## WORK REQUEST
Retype the news report on the Biden administration's coronavirus vaccine advertising campaign word for word, in full.

## SOURCE EXTRACT
--- START ---

WASHINGTON (NYTIMES) - The Biden administration on Thursday (April 1) announced an advertising campaign intended to encourage as many Americans as possible to be vaccinated against the coronavirus.
The campaign, with ads in English and Spanish that will air throughout April on network TV and cable channels nationwide, as well as online, comes as the administration and states are rapidly expanding access to coronavirus vaccines, but with some communities continuing to express scepticism about safety and the need to get the shots.
President Joe Biden announced last week a new goal of administering 200 million doses by his 100th day in office, doubling his initial goal of "100 million shots in the arms" of Americans that he set when he was inaugurated.
In an address to the nation last month, he announced a goal of making all United States adults eligible for a vaccine by May 1.
Governors and public health officials in more than 40 states have said that they will meet or beat that deadline.
But deep scepticism about the vaccine remains a problem, particularly among black people, Latinos, Republicans and white evangelicals.
And a mistake at a plant in Baltimore manufacturing two coronavirus vaccines, where workers accidentally conflated the ingredients, could also increase anxiety.

--- END ---

## SOURCE INFORMATION
--- START ---

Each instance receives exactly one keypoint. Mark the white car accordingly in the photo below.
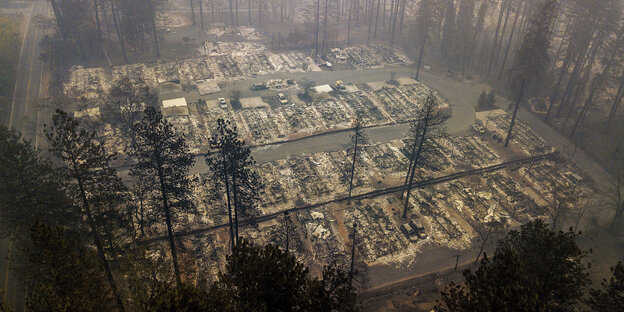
(282, 99)
(222, 103)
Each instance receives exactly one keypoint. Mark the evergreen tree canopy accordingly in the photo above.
(533, 269)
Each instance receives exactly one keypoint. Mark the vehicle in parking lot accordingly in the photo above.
(259, 86)
(222, 103)
(282, 99)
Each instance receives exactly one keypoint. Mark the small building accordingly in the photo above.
(322, 89)
(93, 112)
(175, 107)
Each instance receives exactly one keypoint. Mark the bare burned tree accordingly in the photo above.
(532, 56)
(428, 125)
(164, 159)
(230, 172)
(358, 138)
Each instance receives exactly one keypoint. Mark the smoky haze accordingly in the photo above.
(316, 155)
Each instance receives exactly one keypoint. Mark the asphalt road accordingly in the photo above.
(461, 97)
(29, 87)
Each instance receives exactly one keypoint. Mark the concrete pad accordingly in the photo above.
(351, 88)
(169, 87)
(378, 85)
(207, 86)
(212, 104)
(175, 111)
(253, 102)
(406, 80)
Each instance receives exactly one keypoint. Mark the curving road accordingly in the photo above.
(29, 88)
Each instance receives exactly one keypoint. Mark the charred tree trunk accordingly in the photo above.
(324, 27)
(349, 21)
(377, 18)
(564, 69)
(201, 14)
(616, 101)
(502, 35)
(420, 55)
(513, 116)
(498, 25)
(513, 28)
(97, 240)
(122, 43)
(192, 12)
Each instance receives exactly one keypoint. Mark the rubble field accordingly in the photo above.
(448, 214)
(259, 123)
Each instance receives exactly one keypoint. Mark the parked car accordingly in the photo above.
(222, 103)
(282, 99)
(259, 86)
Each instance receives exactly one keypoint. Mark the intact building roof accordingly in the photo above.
(323, 89)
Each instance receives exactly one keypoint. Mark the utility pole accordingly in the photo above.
(456, 261)
(352, 255)
(286, 229)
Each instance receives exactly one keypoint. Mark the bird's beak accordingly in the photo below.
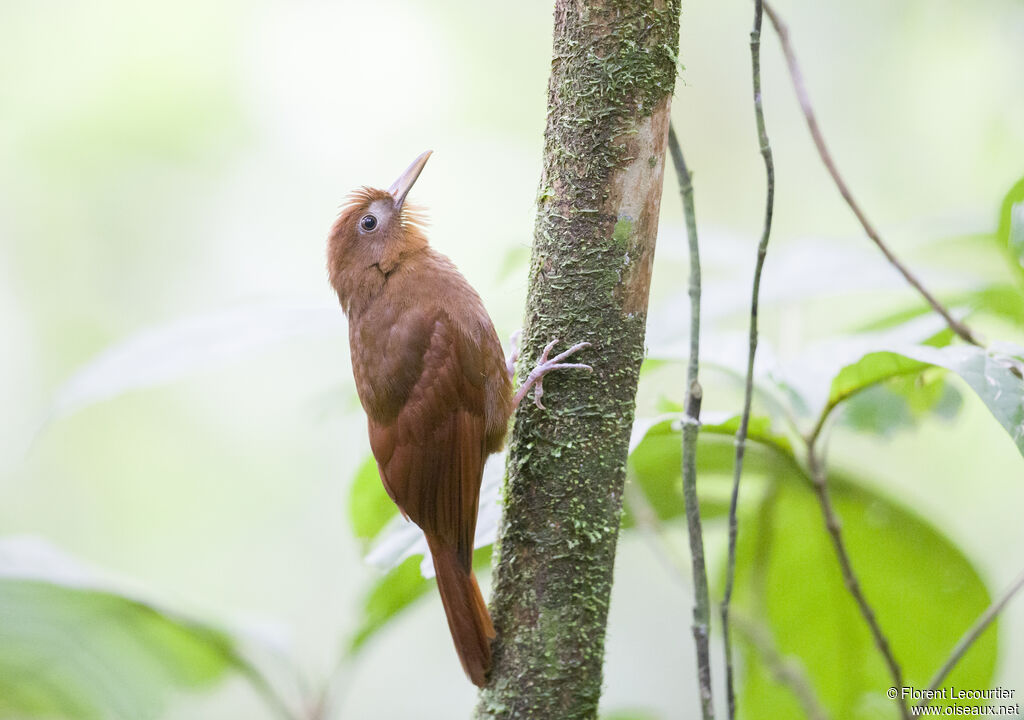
(399, 188)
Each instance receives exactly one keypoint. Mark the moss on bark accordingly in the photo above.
(613, 71)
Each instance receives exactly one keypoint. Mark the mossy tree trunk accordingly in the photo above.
(612, 75)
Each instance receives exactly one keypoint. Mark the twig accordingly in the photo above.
(749, 390)
(971, 635)
(788, 671)
(805, 103)
(834, 525)
(691, 427)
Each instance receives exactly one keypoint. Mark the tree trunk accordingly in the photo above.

--- END ---

## ANSWER FOR THE TASK
WASHINGTON (NYTIMES) - The Biden administration on Thursday (April 1) announced an advertising campaign intended to encourage as many Americans as possible to be vaccinated against the coronavirus.
The campaign, with ads in English and Spanish that will air throughout April on network TV and cable channels nationwide, as well as online, comes as the administration and states are rapidly expanding access to coronavirus vaccines, but with some communities continuing to express scepticism about safety and the need to get the shots.
President Joe Biden announced last week a new goal of administering 200 million doses by his 100th day in office, doubling his initial goal of "100 million shots in the arms" of Americans that he set when he was inaugurated.
In an address to the nation last month, he announced a goal of making all United States adults eligible for a vaccine by May 1.
Governors and public health officials in more than 40 states have said that they will meet or beat that deadline.
But deep scepticism about the vaccine remains a problem, particularly among black people, Latinos, Republicans and white evangelicals.
And a mistake at a plant in Baltimore manufacturing two coronavirus vaccines, where workers accidentally conflated the ingredients, could also increase anxiety.